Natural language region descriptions
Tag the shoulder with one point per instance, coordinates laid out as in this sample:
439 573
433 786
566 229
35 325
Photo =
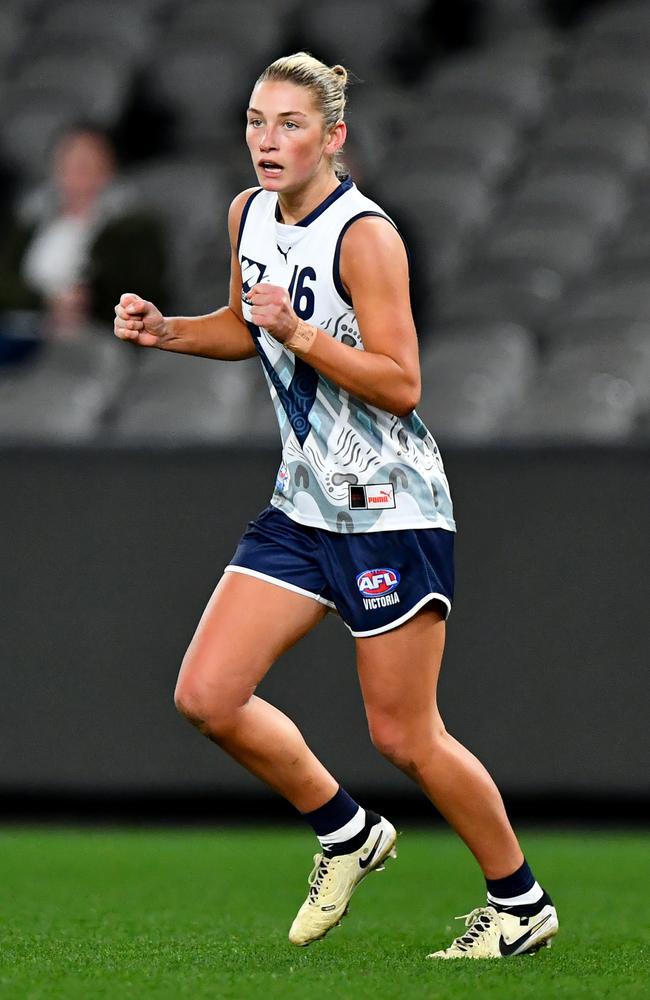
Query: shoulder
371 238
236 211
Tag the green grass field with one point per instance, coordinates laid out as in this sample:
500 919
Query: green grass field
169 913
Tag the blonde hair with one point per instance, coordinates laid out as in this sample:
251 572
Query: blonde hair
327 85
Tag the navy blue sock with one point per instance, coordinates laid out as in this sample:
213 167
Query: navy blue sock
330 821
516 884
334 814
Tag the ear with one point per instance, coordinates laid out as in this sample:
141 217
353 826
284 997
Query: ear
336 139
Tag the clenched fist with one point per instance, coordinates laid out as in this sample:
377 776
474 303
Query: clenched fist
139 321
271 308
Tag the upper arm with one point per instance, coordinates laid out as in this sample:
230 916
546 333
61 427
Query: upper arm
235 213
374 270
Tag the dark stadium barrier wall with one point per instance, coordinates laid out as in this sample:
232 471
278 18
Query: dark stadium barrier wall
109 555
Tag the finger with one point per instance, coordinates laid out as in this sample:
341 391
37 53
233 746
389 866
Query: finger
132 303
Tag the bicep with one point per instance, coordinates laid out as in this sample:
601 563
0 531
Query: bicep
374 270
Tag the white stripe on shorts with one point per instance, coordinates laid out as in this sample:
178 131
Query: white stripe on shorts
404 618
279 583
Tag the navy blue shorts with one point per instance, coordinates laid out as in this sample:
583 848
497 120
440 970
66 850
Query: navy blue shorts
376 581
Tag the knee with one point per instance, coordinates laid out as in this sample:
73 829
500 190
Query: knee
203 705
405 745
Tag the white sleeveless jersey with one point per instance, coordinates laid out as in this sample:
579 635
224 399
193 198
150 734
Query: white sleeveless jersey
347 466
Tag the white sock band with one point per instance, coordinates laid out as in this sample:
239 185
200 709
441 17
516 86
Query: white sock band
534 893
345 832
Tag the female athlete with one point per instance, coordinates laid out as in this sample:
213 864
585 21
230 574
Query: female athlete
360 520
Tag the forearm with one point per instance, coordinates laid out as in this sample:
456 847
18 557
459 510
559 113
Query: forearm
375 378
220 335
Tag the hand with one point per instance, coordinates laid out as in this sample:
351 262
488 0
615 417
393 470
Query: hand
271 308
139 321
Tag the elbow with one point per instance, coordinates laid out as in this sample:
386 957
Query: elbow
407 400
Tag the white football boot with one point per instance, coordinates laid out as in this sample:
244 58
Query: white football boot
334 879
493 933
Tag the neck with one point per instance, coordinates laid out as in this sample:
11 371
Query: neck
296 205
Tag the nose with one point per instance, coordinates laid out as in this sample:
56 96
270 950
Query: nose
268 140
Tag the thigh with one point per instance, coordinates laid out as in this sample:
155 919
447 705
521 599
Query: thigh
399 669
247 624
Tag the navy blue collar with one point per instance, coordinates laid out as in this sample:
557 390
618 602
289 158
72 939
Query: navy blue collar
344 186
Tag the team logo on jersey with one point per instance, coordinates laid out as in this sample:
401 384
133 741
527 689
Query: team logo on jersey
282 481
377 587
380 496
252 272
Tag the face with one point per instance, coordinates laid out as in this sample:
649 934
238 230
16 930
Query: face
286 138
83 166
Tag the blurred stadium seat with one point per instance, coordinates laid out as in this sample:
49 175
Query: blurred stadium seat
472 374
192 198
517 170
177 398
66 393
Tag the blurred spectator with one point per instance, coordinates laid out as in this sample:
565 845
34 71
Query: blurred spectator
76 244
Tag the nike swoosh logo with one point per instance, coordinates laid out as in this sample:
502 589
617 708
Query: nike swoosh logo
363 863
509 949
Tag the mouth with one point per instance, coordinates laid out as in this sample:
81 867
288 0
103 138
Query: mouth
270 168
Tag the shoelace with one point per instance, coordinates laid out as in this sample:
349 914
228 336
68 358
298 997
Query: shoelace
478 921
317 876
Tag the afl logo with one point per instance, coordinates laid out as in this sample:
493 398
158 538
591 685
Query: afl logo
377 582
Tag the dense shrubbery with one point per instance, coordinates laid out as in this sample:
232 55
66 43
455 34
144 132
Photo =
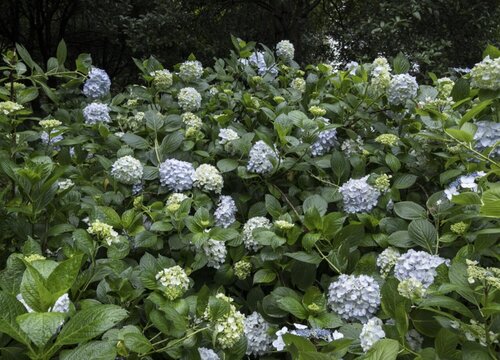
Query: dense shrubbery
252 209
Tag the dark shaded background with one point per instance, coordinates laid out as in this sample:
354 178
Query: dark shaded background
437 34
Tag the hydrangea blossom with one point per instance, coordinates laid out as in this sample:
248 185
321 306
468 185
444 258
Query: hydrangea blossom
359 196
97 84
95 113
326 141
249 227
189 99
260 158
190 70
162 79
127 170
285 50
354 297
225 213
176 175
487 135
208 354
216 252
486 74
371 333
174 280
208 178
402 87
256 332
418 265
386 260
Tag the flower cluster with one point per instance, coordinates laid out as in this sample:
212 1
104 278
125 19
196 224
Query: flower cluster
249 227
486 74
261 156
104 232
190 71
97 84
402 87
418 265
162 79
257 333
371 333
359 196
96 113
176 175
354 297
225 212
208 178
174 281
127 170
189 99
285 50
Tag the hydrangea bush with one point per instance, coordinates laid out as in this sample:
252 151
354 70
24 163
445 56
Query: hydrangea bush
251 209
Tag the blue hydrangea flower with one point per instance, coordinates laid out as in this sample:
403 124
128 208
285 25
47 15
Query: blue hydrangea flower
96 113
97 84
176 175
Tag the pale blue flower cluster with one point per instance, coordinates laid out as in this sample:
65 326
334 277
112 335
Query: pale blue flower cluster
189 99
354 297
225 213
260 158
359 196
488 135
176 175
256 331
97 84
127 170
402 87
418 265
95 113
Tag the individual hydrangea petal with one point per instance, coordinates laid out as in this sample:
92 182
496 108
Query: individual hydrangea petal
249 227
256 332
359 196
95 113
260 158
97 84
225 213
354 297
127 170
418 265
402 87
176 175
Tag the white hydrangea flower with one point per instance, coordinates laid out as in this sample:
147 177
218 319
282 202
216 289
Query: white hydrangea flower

(Exercise requirements): Make an exact copy of the data above, pictures excluded.

(Task response):
Tag the shoulder with one point per instance, coordinates laid out as in this sample:
439 573
433 786
566 229
35 325
Photo =
Query: shoulder
371 238
236 211
Tag the green grass field with one point per instance, coordinates laid out as in this sample:
500 919
Query: green grass field
169 913
Tag the blonde hair with one point per instance, coordinates laid out as in this sample:
251 572
Query: blonde hair
327 85
Tag the navy blue sock with one point per instance, coordinates laid out as in this sample:
213 167
Query: navy blue sock
330 821
516 884
334 814
Tag the ear with one point per instance, coordinates laid out as in this sample:
141 217
353 826
284 997
Query: ear
336 139
Tag the clenched fist with one point per instance, coordinates laid out as in this sample:
377 776
474 303
Query: clenched fist
139 321
271 308
Tag the upper arm with one point per instance, coordinates laid out as in this sample:
230 916
546 333
61 427
Query: upper arm
235 213
374 270
Tag the dark stadium barrier wall with one point per instance, coordinates laid out as in this sample:
232 471
278 18
Query: dark stadium barrier wall
109 555
Tag the finger with one point per instance, coordinates laid out as in this sample:
341 391
37 53
233 746
389 866
Query: finger
132 303
Tag the bicep with one point per instance, coordinates laid out as in this sample:
601 563
0 531
Query: bicep
374 270
Tag the white stripe on shorts with one point per instance, coordinates laid out as in this sample:
178 131
Query: white stripe on shorts
404 618
279 583
Tag the navy blue shorts with one point per instance, coordinates laid out as in this sample:
583 848
497 120
440 970
66 850
Query: navy blue shorts
376 581
Tag the knee with one point per instance, coordinates laid out as in this sample:
73 829
500 190
Query: knee
203 705
405 745
Tag the white sleeveless jersey with one point per instance, coordinates laid out as in this sample:
579 635
224 399
193 198
150 734
Query: white sleeveless jersey
347 466
Tag the white sock band with one point per instance, coordinates laid out as in this sample:
239 185
200 709
441 17
516 86
Query: white sock band
534 893
345 832
Tag the female athlete with one point per instance, coordinates laid out as in this sample:
213 864
585 21
230 574
Query: female athlete
360 520
Tag the forearm with one point per instance, coordinates laid out as in this sample:
456 847
18 557
459 510
559 113
Query: forearm
375 378
220 335
Tag the hand with one point per instance, coordinates laid out as in this sample:
351 262
488 0
615 417
393 470
Query: hand
271 308
139 321
Tag the elbow with one point per instance, coordinates laid out as in this sample:
386 957
Query: elbow
407 400
Tag the white football boot with one point per instance, coordinates laid out as in this sample:
244 58
Query: white football boot
334 879
493 933
Tag the neck with one point per instance, coordinates laid out as in this sample:
11 371
Query: neck
296 205
Tag the nose with one point per instance, coordinates laid out as in this sample:
56 96
270 950
Query: nose
268 140
Tag the thigh with one point per instance, coordinates laid out as in this sample:
155 919
447 705
521 599
Query: thigh
399 669
247 624
Tag the navy blue collar with one point per instance, coordinates laid out as in this sample:
557 390
618 602
289 158
72 939
Query: navy blue collar
344 186
Tag the team logo on jersey with one point per instance, coordinates laid out as in this sample:
401 384
133 741
527 689
Query: team logo on jersey
282 481
377 587
380 496
252 272
Tag the face with one point per instance, coordinates laid out as in this sample:
649 934
238 230
16 930
Query: face
286 138
83 166
Tag the blurred stadium seat with one point per instance, coordinates laid out as in this sample:
49 175
Query: blurred stadium seat
472 374
192 198
517 170
177 398
66 393
Tag the blurred spectator with one point per instance, coordinates laid out as in this sample:
565 845
34 71
Query: blurred spectator
76 244
Tag the nike swoosh logo with one point per instance, coordinates laid out as in this sample:
502 589
617 708
Query: nike swoosh logo
363 863
509 949
Tag the mouth with one point per instance, coordinates laid out as in this sample:
81 867
288 0
103 138
Query: mouth
270 168
Tag the shoelace with one point per instance, coordinates laid out as in this sample:
349 914
228 336
68 358
298 997
Query: shoelace
478 921
317 876
Tag the afl logo with one point per instance, coordinates laid out as in this sample:
493 398
158 538
591 685
Query: afl logo
377 582
Tag the dense shrubbery with one point per instance, coordinates laid out as in this sample:
232 55
66 43
455 34
144 132
Photo =
Query: dense shrubbery
252 209
Tag the dark shaded background with one point per instance, coordinates laid out as in this sample:
354 178
Query: dark shaded background
437 34
Tag the hydrangea blossom with one point per instance, coordinates laid out as in this sample:
248 185
321 306
468 185
444 258
Query: hydrangea blossom
359 196
97 84
95 113
326 141
249 227
189 99
260 158
190 70
162 79
127 170
285 50
354 297
225 213
176 175
487 135
208 354
216 252
486 74
371 333
174 280
208 178
402 87
256 332
418 265
386 260
Tag the flower cluster with one point per instance, coordinates laid out as in this sample:
212 1
104 278
125 19
196 224
Query: flower cluster
249 227
486 74
261 156
104 232
190 71
97 84
402 87
418 265
162 79
257 333
371 333
359 196
96 113
176 175
354 297
225 212
208 178
174 281
127 170
189 99
285 50
Tag the hydrangea bush with one point per instance, coordinates laid out as in this sample:
252 151
354 70
24 163
445 56
Query: hydrangea bush
251 209
Tag the blue hydrangea flower with one point per instance, coordinates laid out as in this sample:
403 124
128 208
285 25
47 15
Query: blue hydrangea flower
96 113
97 84
176 175
Tag the pale blue flower cluster with one point per instance, coordinates laid out as in this sample:
65 326
334 277
112 335
Query: pale blue flower cluster
189 99
354 297
225 213
260 158
359 196
488 135
176 175
256 331
97 84
127 170
402 87
418 265
95 113
Tag the individual hydrangea petal with one point per instance, coordinates laid out as in this sample:
92 182
496 108
Query: individual hydrangea petal
249 227
256 332
359 196
95 113
260 158
97 84
225 213
354 297
127 170
418 265
402 87
176 175
Tag the white hydrangea flower with one point per instance, coordinates laid out as in this sample:
147 177
218 319
282 202
216 289
Query: white hydrangea flower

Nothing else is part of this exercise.